▶ _Work required_: Can you repeat the rows below, from the line containing "Target: sky" through the end of the rows, switching "yellow shirt" to "orange shirt" and leaving everything else unchanged?

■ ■ ■ ■ ■ ■ ■

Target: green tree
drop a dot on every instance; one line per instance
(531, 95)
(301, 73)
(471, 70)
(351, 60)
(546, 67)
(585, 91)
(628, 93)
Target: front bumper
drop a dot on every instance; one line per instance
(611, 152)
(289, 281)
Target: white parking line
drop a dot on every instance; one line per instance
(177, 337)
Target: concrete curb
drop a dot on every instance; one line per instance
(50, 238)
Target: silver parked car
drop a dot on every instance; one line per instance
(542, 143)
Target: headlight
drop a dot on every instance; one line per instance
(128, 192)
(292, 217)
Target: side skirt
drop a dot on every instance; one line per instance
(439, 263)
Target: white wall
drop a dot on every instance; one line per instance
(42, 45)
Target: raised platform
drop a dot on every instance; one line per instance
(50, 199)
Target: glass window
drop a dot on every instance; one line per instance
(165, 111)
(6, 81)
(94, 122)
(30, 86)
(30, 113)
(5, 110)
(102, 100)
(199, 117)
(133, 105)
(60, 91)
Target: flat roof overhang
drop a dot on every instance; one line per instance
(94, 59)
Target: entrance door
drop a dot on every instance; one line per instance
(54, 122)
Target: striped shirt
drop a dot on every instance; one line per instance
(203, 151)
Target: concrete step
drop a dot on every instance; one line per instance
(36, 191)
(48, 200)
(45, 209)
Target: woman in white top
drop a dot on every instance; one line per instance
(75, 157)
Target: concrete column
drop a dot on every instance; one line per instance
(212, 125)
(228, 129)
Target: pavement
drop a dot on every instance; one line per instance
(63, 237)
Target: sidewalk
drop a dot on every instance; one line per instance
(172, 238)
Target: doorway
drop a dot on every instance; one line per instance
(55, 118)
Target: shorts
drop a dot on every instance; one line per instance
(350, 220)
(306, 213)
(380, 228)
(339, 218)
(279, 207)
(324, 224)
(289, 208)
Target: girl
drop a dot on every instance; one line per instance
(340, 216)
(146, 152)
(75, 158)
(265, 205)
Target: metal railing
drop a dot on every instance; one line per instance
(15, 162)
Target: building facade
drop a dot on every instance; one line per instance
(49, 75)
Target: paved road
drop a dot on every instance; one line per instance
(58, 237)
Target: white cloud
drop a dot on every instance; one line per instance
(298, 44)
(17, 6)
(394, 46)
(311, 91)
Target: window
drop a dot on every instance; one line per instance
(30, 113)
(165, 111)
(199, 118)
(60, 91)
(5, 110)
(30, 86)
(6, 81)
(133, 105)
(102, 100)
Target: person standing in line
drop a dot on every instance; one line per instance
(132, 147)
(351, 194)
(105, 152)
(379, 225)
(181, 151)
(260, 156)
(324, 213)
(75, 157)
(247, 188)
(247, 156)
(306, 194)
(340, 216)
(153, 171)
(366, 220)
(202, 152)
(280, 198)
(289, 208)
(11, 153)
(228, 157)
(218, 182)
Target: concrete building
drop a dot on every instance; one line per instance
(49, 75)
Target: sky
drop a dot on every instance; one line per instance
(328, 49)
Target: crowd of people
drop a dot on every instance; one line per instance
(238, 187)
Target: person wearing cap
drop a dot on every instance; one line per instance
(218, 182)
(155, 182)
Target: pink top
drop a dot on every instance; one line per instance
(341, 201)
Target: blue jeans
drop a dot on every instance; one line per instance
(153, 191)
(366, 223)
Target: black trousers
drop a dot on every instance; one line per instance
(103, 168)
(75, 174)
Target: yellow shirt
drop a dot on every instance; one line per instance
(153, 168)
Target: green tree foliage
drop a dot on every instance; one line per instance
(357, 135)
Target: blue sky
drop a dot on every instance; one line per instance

■ ■ ■ ■ ■ ■ ■

▶ _Output below_:
Target: sky
drop a dot on every instance; one line per instance
(328, 49)
Target: crowd of people
drop a dot on every instance; one line per instance
(238, 187)
Target: person wearing cap
drop a dot on every instance; one line per instance
(218, 182)
(155, 182)
Target: pink top
drop a dot on every instance; one line per instance
(341, 201)
Target: blue jeans
drop a dot on every instance; one line per instance
(153, 191)
(366, 223)
Target: black trousers
drop a dot on every instance; one line per instance
(103, 168)
(75, 174)
Target: orange shirt
drop a dot on every instance; one line per instance
(153, 168)
Target: green tree foliage
drop a dot on every instance; one line per instance
(357, 135)
Target: blue sky
drop a dot on every instance; one line per instance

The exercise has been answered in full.